Rows from a dataset
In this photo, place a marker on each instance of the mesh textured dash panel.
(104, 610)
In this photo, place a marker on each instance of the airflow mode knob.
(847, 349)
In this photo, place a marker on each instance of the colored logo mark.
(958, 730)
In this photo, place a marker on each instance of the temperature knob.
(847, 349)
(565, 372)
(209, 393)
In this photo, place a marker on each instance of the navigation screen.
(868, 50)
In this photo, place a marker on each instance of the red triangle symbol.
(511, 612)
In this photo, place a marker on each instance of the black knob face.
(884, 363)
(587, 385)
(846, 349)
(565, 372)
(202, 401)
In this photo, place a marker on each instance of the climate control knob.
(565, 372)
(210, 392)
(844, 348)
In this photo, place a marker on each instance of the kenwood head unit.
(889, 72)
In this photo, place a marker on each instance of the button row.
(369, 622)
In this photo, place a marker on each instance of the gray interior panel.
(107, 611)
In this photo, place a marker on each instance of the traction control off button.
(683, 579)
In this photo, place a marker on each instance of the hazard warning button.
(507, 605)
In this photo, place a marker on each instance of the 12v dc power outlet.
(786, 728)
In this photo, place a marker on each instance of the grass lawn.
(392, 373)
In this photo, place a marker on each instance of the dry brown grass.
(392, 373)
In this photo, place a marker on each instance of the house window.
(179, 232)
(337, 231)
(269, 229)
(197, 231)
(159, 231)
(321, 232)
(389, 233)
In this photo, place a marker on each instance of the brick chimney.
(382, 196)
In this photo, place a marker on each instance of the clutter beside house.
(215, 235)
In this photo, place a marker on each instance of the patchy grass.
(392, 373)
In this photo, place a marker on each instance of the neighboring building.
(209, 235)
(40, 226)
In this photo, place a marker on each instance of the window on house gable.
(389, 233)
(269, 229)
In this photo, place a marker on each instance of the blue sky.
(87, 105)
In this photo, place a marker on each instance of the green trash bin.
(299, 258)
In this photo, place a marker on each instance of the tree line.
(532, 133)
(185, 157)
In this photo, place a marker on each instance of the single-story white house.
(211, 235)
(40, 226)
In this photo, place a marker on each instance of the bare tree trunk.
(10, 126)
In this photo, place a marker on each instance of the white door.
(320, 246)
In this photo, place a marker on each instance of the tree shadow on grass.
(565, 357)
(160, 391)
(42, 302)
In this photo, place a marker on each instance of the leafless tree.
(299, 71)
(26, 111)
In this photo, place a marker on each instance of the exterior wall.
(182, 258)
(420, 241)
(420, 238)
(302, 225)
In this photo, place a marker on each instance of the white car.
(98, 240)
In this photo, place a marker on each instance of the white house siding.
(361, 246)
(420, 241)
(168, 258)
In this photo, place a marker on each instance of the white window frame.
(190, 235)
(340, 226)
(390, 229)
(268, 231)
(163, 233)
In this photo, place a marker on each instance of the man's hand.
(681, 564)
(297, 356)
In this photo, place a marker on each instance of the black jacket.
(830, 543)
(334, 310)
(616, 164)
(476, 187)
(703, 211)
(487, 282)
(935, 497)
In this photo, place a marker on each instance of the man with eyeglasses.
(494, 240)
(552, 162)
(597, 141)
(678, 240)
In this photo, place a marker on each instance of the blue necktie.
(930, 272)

**WRITTEN REQUEST**
Copy every row above word for word.

**WRITTEN ANSWER**
In this photo, place a marker on each instance of the mesh textured dash panel.
(104, 610)
In this photo, place a marker on each instance of the airflow mode knob.
(847, 349)
In this photo, place a marker on each instance of the colored logo mark.
(958, 730)
In this photo, place a marker on each instance of the temperature knob.
(847, 349)
(565, 372)
(209, 393)
In this photo, place a marker on each instance of the navigation screen.
(868, 50)
In this photo, place a marker on each instance of the red triangle symbol.
(511, 612)
In this photo, place a marker on each instance of the black knob face.
(884, 363)
(587, 385)
(846, 349)
(565, 372)
(202, 401)
In this photo, place a marker on each instance of the climate control knob.
(565, 372)
(210, 392)
(844, 348)
In this photo, place a marker on each instance of the kenwood head unit.
(889, 72)
In this photo, place a marker on each instance of the button row.
(369, 622)
In this photo, place a marker on each instance of the gray interior panel.
(107, 611)
In this photo, place a marker on each instance of the traction control off button.
(683, 579)
In this photo, place a marker on each instance of the hazard warning button.
(507, 605)
In this photo, place a marker on each instance of the 12v dc power outlet.
(786, 728)
In this photo, place a marker on each instance of the grass lawn.
(392, 373)
In this photo, place a marker on each instance of the dry brown grass.
(392, 373)
In this photo, place a marker on each instance of the house window.
(179, 232)
(337, 231)
(269, 229)
(197, 231)
(159, 231)
(321, 232)
(389, 233)
In this photo, place a marker on each instance of the brick chimney.
(382, 196)
In this photo, place a marker on each instance of the clutter beside house.
(215, 235)
In this photo, place a marker on each instance of the patchy grass.
(392, 373)
In this photo, place a marker on each instance of the neighboring building.
(209, 235)
(40, 226)
In this photo, place a marker on each instance of the window on house gable.
(389, 233)
(269, 229)
In this photo, place a marker on each instance of the blue sky.
(87, 105)
In this photo, place a marker on each instance of the green trash bin.
(299, 258)
In this photo, place a marker on each instance of the tree line.
(532, 133)
(185, 157)
In this photo, place a marker on each instance of the single-story white house.
(211, 235)
(40, 226)
In this photo, place a marker on each instance of the bare tree trunk.
(10, 126)
In this photo, place a marker on each instance of the white door.
(320, 246)
In this photo, place a marker on each instance of the tree shadow on grass.
(565, 357)
(160, 391)
(42, 302)
In this photo, place a marker on each instance of the leafless tree.
(299, 71)
(26, 111)
In this photo, place a marker on each instance of the exterior wall.
(182, 258)
(420, 241)
(420, 238)
(302, 225)
In this photo, place a marker on each instance of the white car.
(98, 240)
In this photo, place a marker on each instance of the white house siding.
(361, 246)
(420, 241)
(168, 258)
In this photo, place a marker on each instance of the white window frame.
(190, 235)
(340, 226)
(390, 229)
(268, 231)
(163, 233)
In this photo, place a marker on each instance of the man's hand.
(681, 564)
(297, 356)
In this photo, place a marker on each instance of the black jacket.
(830, 543)
(334, 310)
(616, 164)
(476, 187)
(703, 211)
(487, 282)
(935, 497)
In this photo, place a marker on each instance of the man with eyeglasses.
(494, 240)
(552, 162)
(597, 141)
(678, 240)
In this photo, place a marker on each instance of the blue necktie.
(930, 272)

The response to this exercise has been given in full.